§ **JOB**
Reproduce the entries below word for word, leaving out the pictures.

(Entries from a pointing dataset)
---*---

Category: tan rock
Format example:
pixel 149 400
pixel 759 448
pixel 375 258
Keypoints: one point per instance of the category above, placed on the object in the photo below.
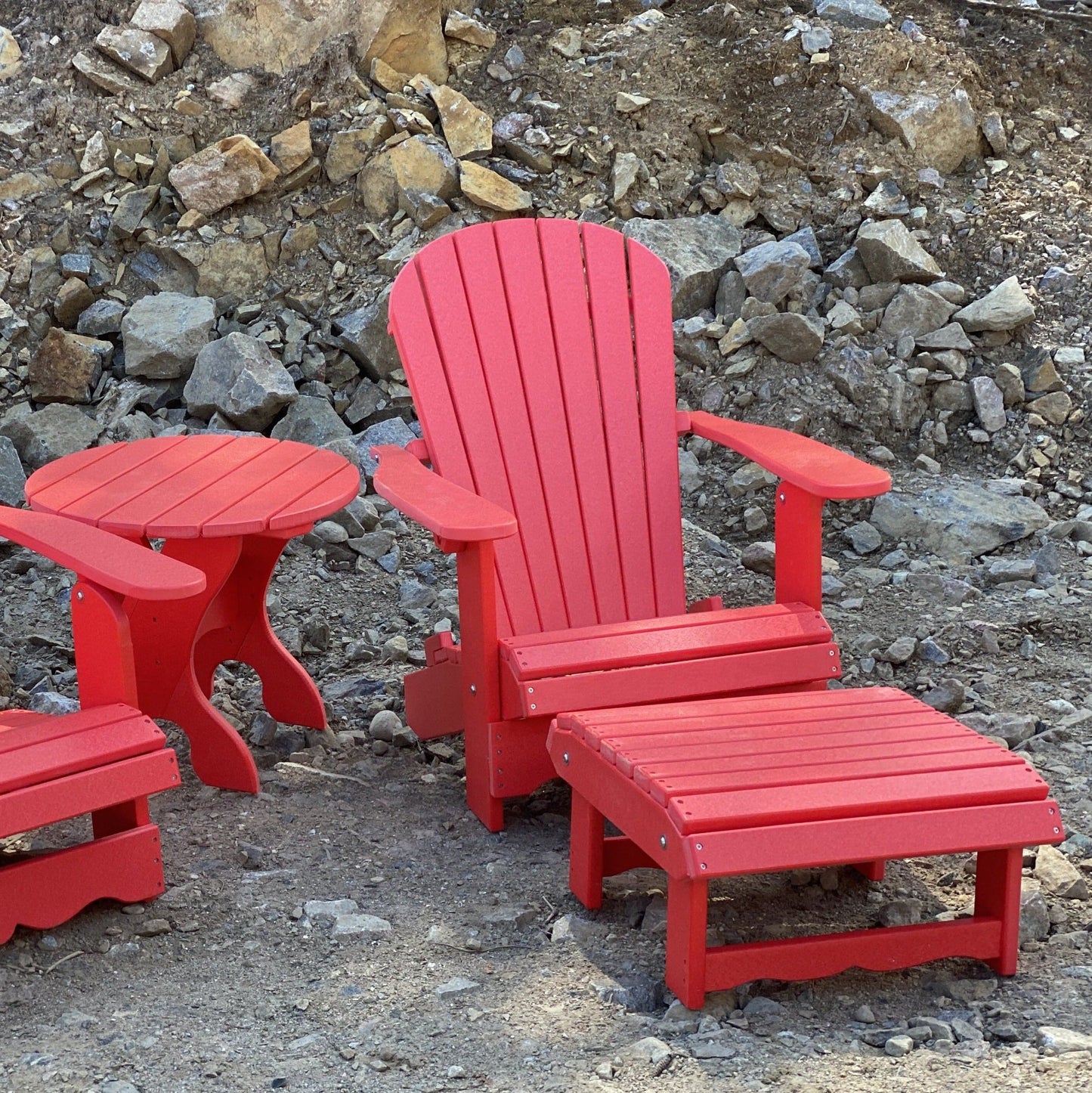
pixel 103 76
pixel 376 187
pixel 278 35
pixel 26 184
pixel 73 301
pixel 424 164
pixel 490 190
pixel 298 240
pixel 351 147
pixel 1054 408
pixel 11 56
pixel 232 91
pixel 626 103
pixel 467 129
pixel 137 51
pixel 386 76
pixel 469 29
pixel 291 147
pixel 220 175
pixel 169 21
pixel 67 367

---*---

§ **EXPECTED OUTPUT**
Category: tan rock
Format example:
pixel 149 400
pixel 759 448
pixel 375 258
Keypoints: one point per instance of the category above, placed on the object in the photo below.
pixel 103 76
pixel 376 187
pixel 278 35
pixel 26 184
pixel 73 301
pixel 424 164
pixel 490 190
pixel 298 240
pixel 351 147
pixel 1054 408
pixel 11 56
pixel 232 91
pixel 626 103
pixel 467 129
pixel 137 51
pixel 386 76
pixel 469 29
pixel 291 147
pixel 220 175
pixel 169 21
pixel 67 367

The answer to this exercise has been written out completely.